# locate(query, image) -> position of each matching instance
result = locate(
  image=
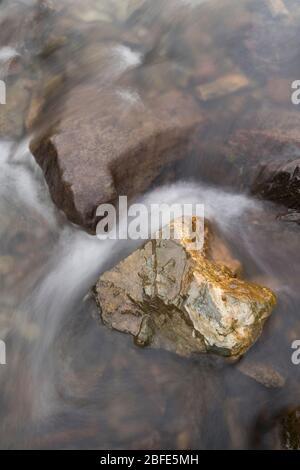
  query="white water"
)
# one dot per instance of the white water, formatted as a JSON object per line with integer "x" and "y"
{"x": 77, "y": 259}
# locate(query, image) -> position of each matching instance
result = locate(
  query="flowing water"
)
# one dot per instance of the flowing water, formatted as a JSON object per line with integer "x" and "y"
{"x": 69, "y": 382}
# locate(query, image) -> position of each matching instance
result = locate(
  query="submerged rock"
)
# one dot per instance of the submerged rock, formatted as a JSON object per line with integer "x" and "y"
{"x": 262, "y": 373}
{"x": 170, "y": 296}
{"x": 280, "y": 183}
{"x": 111, "y": 144}
{"x": 290, "y": 430}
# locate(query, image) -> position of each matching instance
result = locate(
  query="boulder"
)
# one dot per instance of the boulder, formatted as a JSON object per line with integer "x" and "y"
{"x": 280, "y": 182}
{"x": 112, "y": 143}
{"x": 170, "y": 296}
{"x": 290, "y": 430}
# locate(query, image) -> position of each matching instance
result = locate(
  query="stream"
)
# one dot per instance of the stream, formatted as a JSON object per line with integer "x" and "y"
{"x": 71, "y": 383}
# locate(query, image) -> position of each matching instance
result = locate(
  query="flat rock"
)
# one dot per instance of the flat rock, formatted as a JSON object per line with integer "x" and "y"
{"x": 170, "y": 296}
{"x": 112, "y": 143}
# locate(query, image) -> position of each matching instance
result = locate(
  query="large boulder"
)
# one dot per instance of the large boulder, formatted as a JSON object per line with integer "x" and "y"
{"x": 169, "y": 295}
{"x": 280, "y": 183}
{"x": 112, "y": 143}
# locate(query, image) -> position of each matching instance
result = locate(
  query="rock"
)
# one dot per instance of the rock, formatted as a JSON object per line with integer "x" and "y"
{"x": 223, "y": 86}
{"x": 261, "y": 373}
{"x": 169, "y": 296}
{"x": 291, "y": 217}
{"x": 290, "y": 430}
{"x": 280, "y": 182}
{"x": 109, "y": 144}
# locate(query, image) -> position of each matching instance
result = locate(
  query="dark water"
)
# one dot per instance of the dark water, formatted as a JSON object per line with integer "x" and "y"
{"x": 69, "y": 382}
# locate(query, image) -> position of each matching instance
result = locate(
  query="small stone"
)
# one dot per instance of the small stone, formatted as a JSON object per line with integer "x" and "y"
{"x": 262, "y": 373}
{"x": 7, "y": 264}
{"x": 277, "y": 8}
{"x": 223, "y": 86}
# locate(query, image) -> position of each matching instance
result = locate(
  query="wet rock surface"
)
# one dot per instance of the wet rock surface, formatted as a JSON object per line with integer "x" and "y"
{"x": 170, "y": 296}
{"x": 290, "y": 430}
{"x": 120, "y": 146}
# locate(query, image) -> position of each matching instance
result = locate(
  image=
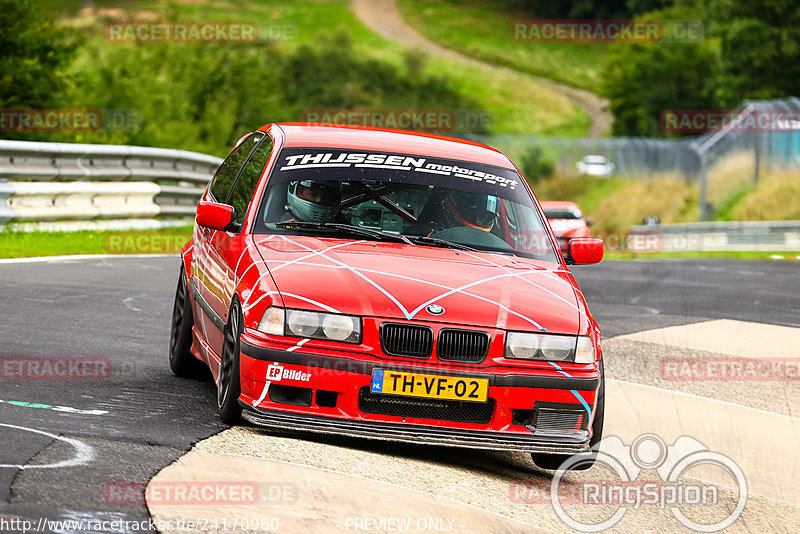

# # # #

• [Required work]
Your task is to reproduce all of the material exactly. The pictures stay out.

• [Exercise response]
# locate(query, image) -> position of each matching instance
result = locate(
  image=
  query="white water"
)
# one dot per instance of the white water, formatted as a JSON object per line with integer "x" and "y"
{"x": 77, "y": 259}
# locate(query, image) -> position of each matching instance
result = locate(
  query="flowing water"
)
# one dot per instance of the flowing water, formatted as a JSON object per line with integer "x" and "y"
{"x": 69, "y": 382}
# locate(query, image) -> position of each matching instance
result = locate(
  query="submerged rock"
)
# one dot per instance of the submerged rock, formatted as a JSON object per line with integer "x" and "y"
{"x": 262, "y": 373}
{"x": 170, "y": 296}
{"x": 280, "y": 183}
{"x": 111, "y": 144}
{"x": 290, "y": 430}
# locate(query, image) -> position of each matching instance
result = locate(
  query="boulder"
)
# one dot per instance of the boulder, formatted as a JSON object per line with integer "x" and "y"
{"x": 280, "y": 182}
{"x": 112, "y": 143}
{"x": 170, "y": 296}
{"x": 290, "y": 430}
# locate(query, image) -> position of each matching instance
result = locate(
  query="stream"
)
# one dot per instance of the stream, formatted as a JSON object per line with integer "x" and "y"
{"x": 71, "y": 383}
# locate(query, image) -> position of each matching instance
result = locate(
  query="flat rock"
)
# one dot per instance of the flat rock, formatted as a JSON object per line with integer "x" and "y"
{"x": 170, "y": 296}
{"x": 112, "y": 143}
# locate(query, image) -> position of each matching instance
result = locate(
  query="large boulder"
)
# one dot per instance of the large boulder, formatted as a JSON object per line with integer "x" and "y"
{"x": 169, "y": 295}
{"x": 280, "y": 183}
{"x": 112, "y": 143}
# locate(query, image) -> position of each matching instance
result = locate(
  query="rock"
)
# one dot per instance of the rock, formatted as a JSON object per line with integer "x" and "y"
{"x": 223, "y": 86}
{"x": 261, "y": 373}
{"x": 169, "y": 296}
{"x": 291, "y": 217}
{"x": 290, "y": 430}
{"x": 280, "y": 182}
{"x": 109, "y": 144}
# locate(query, image) -> position of each matching instance
result = locate(
  query="dark water"
)
# one dot per instance of the dark water, formatted as a JSON object per line with integer "x" and "y"
{"x": 69, "y": 382}
# locate(query, image) -> position of each matching instance
result = locate(
  query="small stone"
)
# one dot per instance of the small stone, formatted as a JSON object per line with integer "x" and "y"
{"x": 262, "y": 373}
{"x": 7, "y": 264}
{"x": 277, "y": 8}
{"x": 223, "y": 86}
# locate(query, image) -> position of each matching instance
result = locate(
  query="wet rock surface"
)
# one dot per instance of the wet rock surface, formatted as a JSON object per line with integer "x" and "y"
{"x": 170, "y": 296}
{"x": 290, "y": 430}
{"x": 120, "y": 146}
# locate(query, image) -> position of each matching instance
result = locate(
  image=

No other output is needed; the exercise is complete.